▶ **Task requirements**: Will you write out the data exactly, excluding every picture?

▶ **Data extract**:
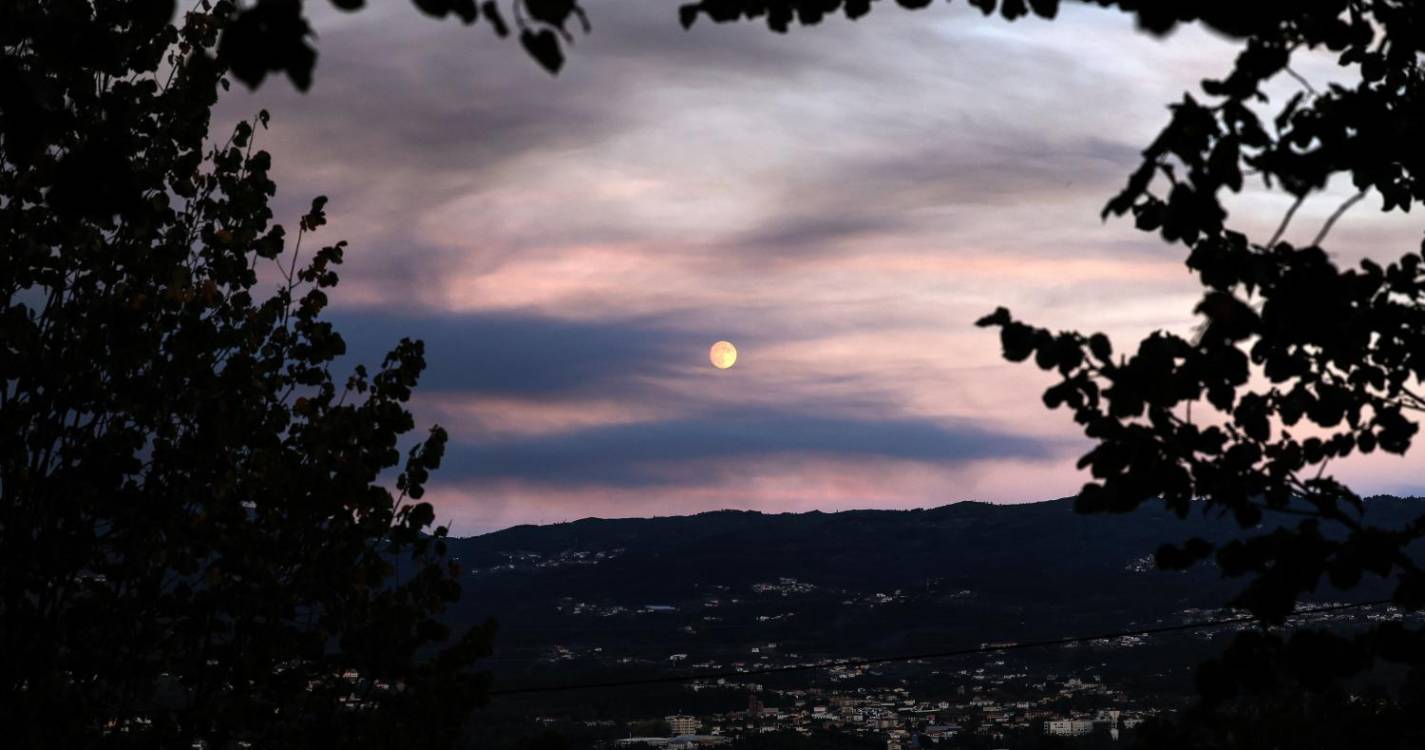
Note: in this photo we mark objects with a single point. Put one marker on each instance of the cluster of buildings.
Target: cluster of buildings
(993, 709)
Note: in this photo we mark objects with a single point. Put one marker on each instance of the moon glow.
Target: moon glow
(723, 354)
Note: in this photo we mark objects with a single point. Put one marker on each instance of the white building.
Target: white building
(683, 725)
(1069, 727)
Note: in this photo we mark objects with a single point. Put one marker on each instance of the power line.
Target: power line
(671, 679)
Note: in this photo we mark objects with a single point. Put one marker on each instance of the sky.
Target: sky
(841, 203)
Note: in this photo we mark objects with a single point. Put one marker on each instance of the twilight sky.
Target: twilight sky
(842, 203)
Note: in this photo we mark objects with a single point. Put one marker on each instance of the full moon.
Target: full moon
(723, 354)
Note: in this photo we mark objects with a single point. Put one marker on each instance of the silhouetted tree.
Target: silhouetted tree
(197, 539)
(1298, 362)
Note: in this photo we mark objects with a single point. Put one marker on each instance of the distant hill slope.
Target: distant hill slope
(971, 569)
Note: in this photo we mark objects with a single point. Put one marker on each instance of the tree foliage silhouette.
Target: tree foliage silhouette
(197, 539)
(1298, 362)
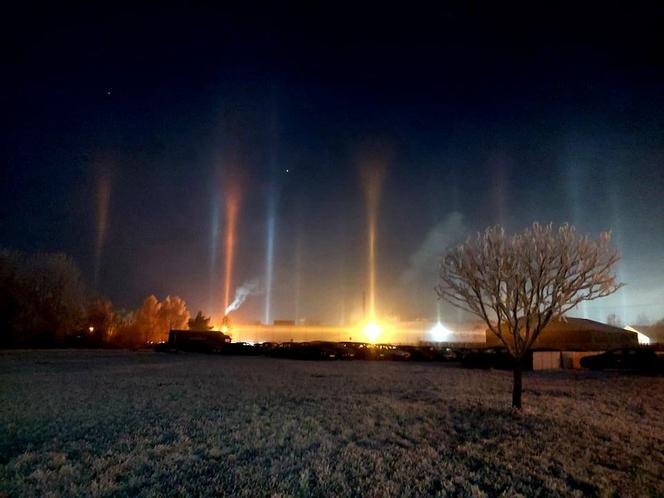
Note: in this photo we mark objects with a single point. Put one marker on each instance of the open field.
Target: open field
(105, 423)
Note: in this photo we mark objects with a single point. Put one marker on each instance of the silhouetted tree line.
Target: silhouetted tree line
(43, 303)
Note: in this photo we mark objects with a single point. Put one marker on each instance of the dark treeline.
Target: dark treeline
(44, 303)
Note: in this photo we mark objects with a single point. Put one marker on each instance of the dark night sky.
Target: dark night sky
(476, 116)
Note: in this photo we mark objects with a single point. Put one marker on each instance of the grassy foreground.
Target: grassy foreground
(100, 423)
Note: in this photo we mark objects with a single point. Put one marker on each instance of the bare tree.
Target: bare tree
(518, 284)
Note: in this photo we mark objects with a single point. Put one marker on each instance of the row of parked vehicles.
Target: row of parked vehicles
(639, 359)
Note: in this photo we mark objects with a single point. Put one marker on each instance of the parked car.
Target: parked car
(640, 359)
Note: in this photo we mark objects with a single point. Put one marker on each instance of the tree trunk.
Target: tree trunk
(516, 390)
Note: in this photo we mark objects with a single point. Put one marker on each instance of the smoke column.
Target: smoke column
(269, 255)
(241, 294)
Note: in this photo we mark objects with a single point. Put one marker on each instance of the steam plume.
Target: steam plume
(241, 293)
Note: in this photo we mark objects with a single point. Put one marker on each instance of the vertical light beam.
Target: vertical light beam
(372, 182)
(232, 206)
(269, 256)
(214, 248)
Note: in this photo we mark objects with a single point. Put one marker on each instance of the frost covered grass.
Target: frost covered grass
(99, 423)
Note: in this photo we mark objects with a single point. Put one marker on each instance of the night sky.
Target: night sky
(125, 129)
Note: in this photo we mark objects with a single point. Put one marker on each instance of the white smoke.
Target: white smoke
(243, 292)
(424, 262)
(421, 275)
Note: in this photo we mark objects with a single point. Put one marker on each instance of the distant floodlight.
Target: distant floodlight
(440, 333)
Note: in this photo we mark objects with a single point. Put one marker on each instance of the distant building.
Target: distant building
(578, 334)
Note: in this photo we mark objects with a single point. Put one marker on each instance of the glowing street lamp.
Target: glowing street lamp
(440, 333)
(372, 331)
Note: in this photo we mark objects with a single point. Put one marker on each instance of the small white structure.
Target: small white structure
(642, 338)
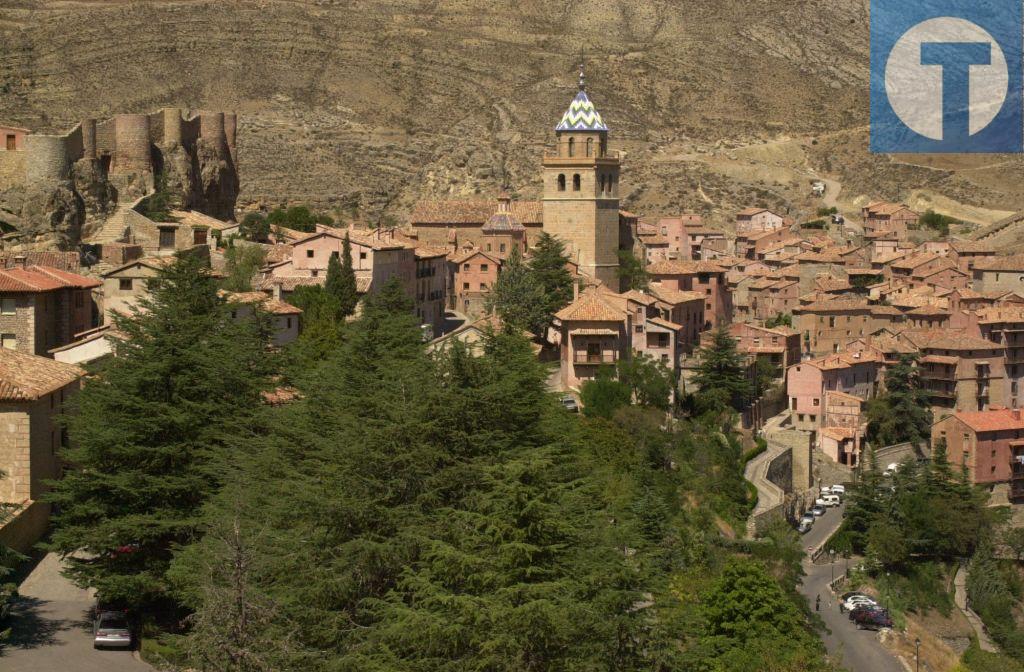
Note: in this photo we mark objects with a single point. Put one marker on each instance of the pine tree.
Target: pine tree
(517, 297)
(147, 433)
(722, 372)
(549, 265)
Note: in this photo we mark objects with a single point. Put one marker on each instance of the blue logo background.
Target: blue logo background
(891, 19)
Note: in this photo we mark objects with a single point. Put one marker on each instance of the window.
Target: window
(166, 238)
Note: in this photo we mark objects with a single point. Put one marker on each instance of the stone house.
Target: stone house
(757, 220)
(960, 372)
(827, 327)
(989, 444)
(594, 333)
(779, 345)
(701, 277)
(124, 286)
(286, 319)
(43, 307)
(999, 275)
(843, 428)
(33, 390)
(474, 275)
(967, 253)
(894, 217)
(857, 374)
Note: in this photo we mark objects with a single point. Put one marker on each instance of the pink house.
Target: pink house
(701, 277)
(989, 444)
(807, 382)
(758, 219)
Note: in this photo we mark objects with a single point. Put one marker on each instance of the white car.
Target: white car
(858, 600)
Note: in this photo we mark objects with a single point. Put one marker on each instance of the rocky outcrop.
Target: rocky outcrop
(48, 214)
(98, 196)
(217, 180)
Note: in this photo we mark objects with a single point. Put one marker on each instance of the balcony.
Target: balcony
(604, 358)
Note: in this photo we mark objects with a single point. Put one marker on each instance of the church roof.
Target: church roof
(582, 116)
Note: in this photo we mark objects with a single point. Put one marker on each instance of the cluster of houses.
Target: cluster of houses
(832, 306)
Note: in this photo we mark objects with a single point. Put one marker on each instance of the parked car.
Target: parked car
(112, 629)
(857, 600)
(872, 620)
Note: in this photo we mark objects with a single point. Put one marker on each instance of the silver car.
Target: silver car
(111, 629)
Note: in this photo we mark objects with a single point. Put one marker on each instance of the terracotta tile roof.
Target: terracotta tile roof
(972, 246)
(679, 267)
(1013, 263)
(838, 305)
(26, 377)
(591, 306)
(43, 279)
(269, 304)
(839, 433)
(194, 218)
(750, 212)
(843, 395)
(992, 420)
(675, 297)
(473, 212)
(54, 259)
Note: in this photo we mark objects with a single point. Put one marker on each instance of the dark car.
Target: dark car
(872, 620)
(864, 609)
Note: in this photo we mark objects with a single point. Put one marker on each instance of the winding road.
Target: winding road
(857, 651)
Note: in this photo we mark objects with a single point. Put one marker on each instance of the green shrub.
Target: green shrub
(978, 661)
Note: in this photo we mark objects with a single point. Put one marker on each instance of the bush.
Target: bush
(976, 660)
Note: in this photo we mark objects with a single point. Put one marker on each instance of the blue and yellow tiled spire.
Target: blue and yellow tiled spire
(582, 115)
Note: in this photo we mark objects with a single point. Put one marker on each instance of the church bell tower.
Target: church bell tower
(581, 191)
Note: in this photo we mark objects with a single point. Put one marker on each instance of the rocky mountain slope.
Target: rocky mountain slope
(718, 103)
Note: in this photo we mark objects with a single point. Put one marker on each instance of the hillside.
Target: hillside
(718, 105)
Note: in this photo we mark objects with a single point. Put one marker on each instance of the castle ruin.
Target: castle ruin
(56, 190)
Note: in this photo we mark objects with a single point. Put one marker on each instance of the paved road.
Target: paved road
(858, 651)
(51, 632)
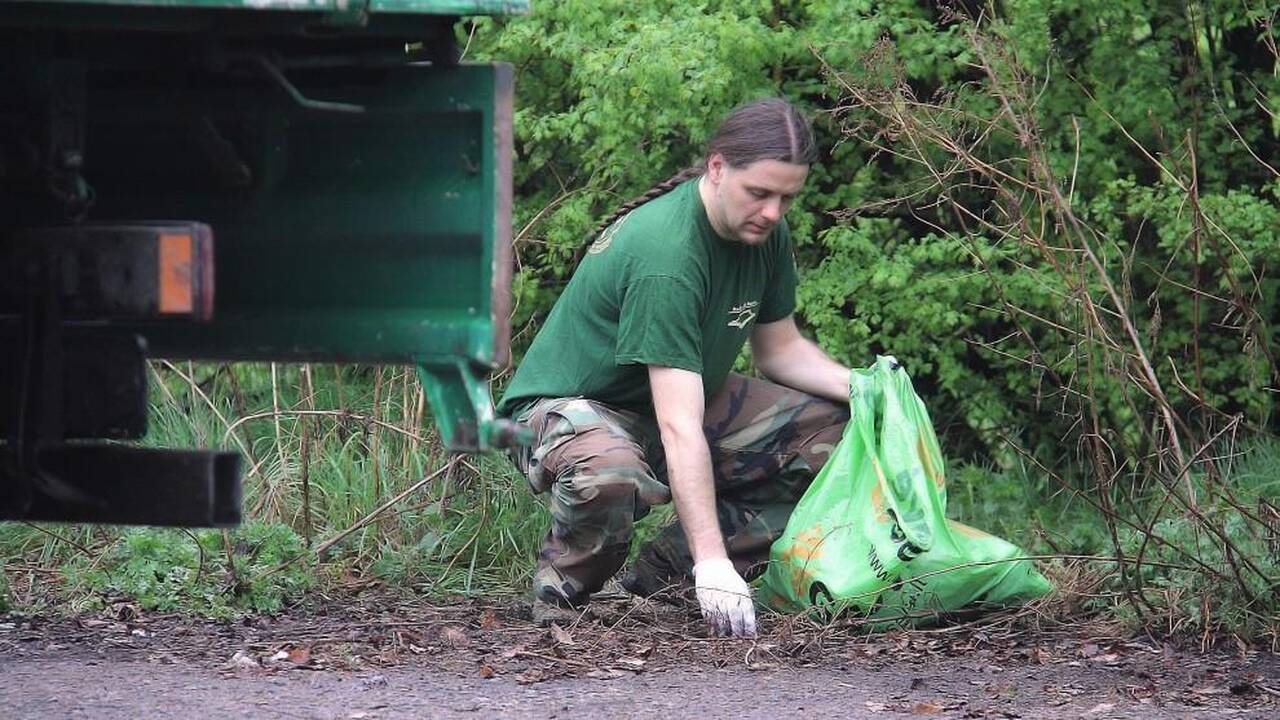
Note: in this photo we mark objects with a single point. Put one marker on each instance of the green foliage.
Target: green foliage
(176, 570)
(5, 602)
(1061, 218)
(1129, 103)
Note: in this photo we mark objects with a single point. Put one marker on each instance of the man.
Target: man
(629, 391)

▶ **Final answer**:
Note: in this photo we mark objects with a single point. Put one marker on each instance of the cluster of buildings.
Target: cluster of buildings
(993, 709)
Note: in this photo we mark objects with a single point. Put one marker on each instance of the moon glow.
Target: moon glow
(723, 354)
Note: in this photo we mark objects with a single point. Put one marker on each instance of the white building.
Target: white building
(683, 725)
(1069, 727)
Note: in this photo we mark objects with a single point. Put one marker on each instance of the power line.
Target: power line
(671, 679)
Note: in this photo we mark objects with a single point. Put one marker on each instance of the sky.
Target: sky
(841, 203)
Note: in this photo we mark objects with a single point. Put one marker on each instance of the twilight sky.
Target: twilight sky
(842, 203)
Note: in this photo we mark objects with a single point. Put one marker on each instance of the full moon.
Target: full moon
(723, 354)
Note: in this photo we mark objects with a single point. Put one marker on each instance of the silhouetted tree.
Target: silhouetted tree
(197, 539)
(1298, 362)
Note: in this photo we mark objects with a single point. Put one marker on each instance of the distant hill slope.
Target: distant hill slope
(971, 569)
Note: in this photo we mark objects with a single point. Put one marker on each instance of the tree foliage silhouette.
Target: tree foliage silhouette
(197, 539)
(1298, 362)
Note: in this photo we mark objects with a single point. Put one marker on each instance of the open field.
Target: open field
(105, 423)
Note: in this photo we mark objects with a single point. Put one marker on each instance of the silhouetted tree line.
Target: silhouetted tree line
(43, 303)
Note: in this photo we mark objects with a single point. Put one marker on each instance of the dark treeline.
Target: dark treeline
(44, 303)
Note: in this photo we mark objects with a single point. Put one marker on each instance of the dark night sky.
Target: dark night sky
(476, 116)
Note: in this photo we mark objects with a single point. Put one marker on each instance of the grassy foreground.
Target: grassy foreground
(100, 423)
Note: in this photo we mark objects with a single point. Put one marker on each instance of the bare tree.
Target: bare tree
(518, 284)
Note: in this photo we mark objects with a single point. Put one marker on each instance of the row of parked vehicles.
Target: row of parked vehicles
(639, 359)
Note: in this photo we mark objects with a single point. Put one marker on each instance of the parked car.
Target: parked car
(640, 359)
Note: in this photo we mark objects with a single point. Put one marker on each instance of the tree trunk.
Target: tree trunk
(516, 390)
Note: in this photo we mark objects with a single point. Put one marker on each instance of the smoke column.
Target: smoke column
(269, 255)
(241, 294)
Note: in this photo we mark objects with a single point. Put one marker on each instance of the steam plume.
Target: steam plume
(241, 293)
Note: in this photo we mark objects with a single point. Put one marker on each instance of the vertical light beam.
Target: vertical light beam
(372, 182)
(232, 206)
(269, 256)
(214, 248)
Note: in this photo we mark objects with a single point. Put one marker on each instance of the frost covered grass.
Target: frost covered grass
(99, 423)
Note: in this photo we mark objects with a single point. Put one marker on each instance of the night sky.
Target: night sky
(125, 129)
Note: in this photo we mark objects with a single point. Put one marker on each instance of the white smoke.
Target: white smoke
(243, 292)
(424, 262)
(421, 275)
Note: in this photo we mark objects with a single point. Put one marker on each instance of the distant floodlight.
Target: distant floodlight
(440, 333)
Note: in this photo we mark objects with a single point. Put one marker on each instance of the distant building.
Target: distant building
(578, 334)
Note: in this photo we mark objects with a single point. Put one marker on each instance of the glowing street lamp.
Target: glowing street lamp
(440, 333)
(372, 331)
Note: in this photo we mark objects with a single point. Put one marker on each instance of the small white structure.
Target: small white structure
(642, 338)
Note: in this photo we mark objects with a single point. Put one marker on each instance of the pine tree.
Target: pine tree
(517, 297)
(147, 433)
(722, 372)
(549, 265)
Note: in this photo we mark objects with a single point. Put one marker on each instance of the blue logo background.
Target: blue logo background
(891, 19)
Note: in this photo we mark objects with a single point. Put one marker on each instance of the window.
Target: window
(166, 238)
Note: in this photo we mark objects with a single point. Put one marker on each instance of the stone house.
Target: stone house
(757, 220)
(960, 372)
(827, 327)
(989, 444)
(594, 333)
(779, 345)
(701, 277)
(124, 286)
(286, 319)
(43, 307)
(999, 275)
(843, 428)
(33, 390)
(474, 275)
(967, 253)
(894, 217)
(857, 374)
Note: in this photo we mark objects with a single point. Put one marker on each instance of the pink house.
Target: pink house
(701, 277)
(989, 444)
(807, 382)
(758, 219)
Note: in this photo we mark objects with a single point. Put one marker on each instance of the white car.
Target: white car
(858, 600)
Note: in this photo we mark objects with a single point. Put one marker on each instance of the rocky outcrop.
Target: rocky outcrop
(48, 214)
(98, 196)
(217, 180)
Note: in this photo we mark objects with a single point. Put one marker on each instance of the balcony.
Target: balcony
(604, 358)
Note: in this photo we mark objects with a single point. Put one marker on each instance of the church roof.
Target: church roof
(582, 116)
Note: in this photo we mark objects with a single point. Put one marker on each instance of the cluster of houses.
Target: cluster of houses
(832, 306)
Note: in this photo we mark objects with a single point. Put one marker on each instance of the parked car.
Target: parked car
(112, 629)
(857, 600)
(872, 620)
Note: in this photo we mark objects with a single point. Put one marker on each instance of the silver car.
Target: silver car
(111, 629)
Note: in this photo we mark objects with a single point. Put one marker on each instance of the terracotta tile roof.
Target: terracotta tile roof
(972, 246)
(679, 267)
(1013, 263)
(838, 305)
(26, 377)
(591, 306)
(43, 279)
(269, 304)
(839, 433)
(194, 218)
(750, 212)
(843, 395)
(992, 420)
(675, 297)
(473, 212)
(54, 259)
Note: in this photo we mark objects with a single point. Put one marker on each instance of the dark car.
Target: dark car
(872, 620)
(864, 609)
Note: in this photo we mark objects with a single point. Put one marker on each instance of the winding road.
Target: winding road
(857, 651)
Note: in this photo we mark objects with a single point. Put one marker on each instance of the green shrub.
Target: green shrub
(978, 661)
Note: in this photo we mark objects with a single point. Put one marker on each instance of the bush.
Target: bush
(976, 660)
Note: in this photo we mark objects with a single point. Put one marker on each instance of the blue and yellow tiled spire.
Target: blue and yellow tiled spire
(582, 115)
Note: in this photo we mark objects with a single point. Put one marker on each instance of the church bell tower.
Target: church bell tower
(581, 191)
Note: in this photo we mark objects with a single point. Put one marker on each instance of the rocky mountain slope.
Target: rocky mountain slope
(718, 103)
Note: in this photo we mark objects with a single point. Put one marker on each instance of the hillside.
Target: hillside
(718, 105)
Note: in this photo we mark objects with a single point. Put one marker on each instance of the castle ruin.
Target: castle ruin
(56, 190)
Note: in this photo we mark objects with a single point. Put one marker on each instance of the paved road.
Target: paved road
(858, 651)
(51, 632)
Note: in this photo we mark objects with a single point. Put one marker on each instance of the green foliage.
Target: green foliage
(176, 570)
(5, 602)
(1061, 218)
(1129, 103)
Note: in this photo we mark objects with a single point. Put one marker on each instance of the man.
Target: man
(629, 391)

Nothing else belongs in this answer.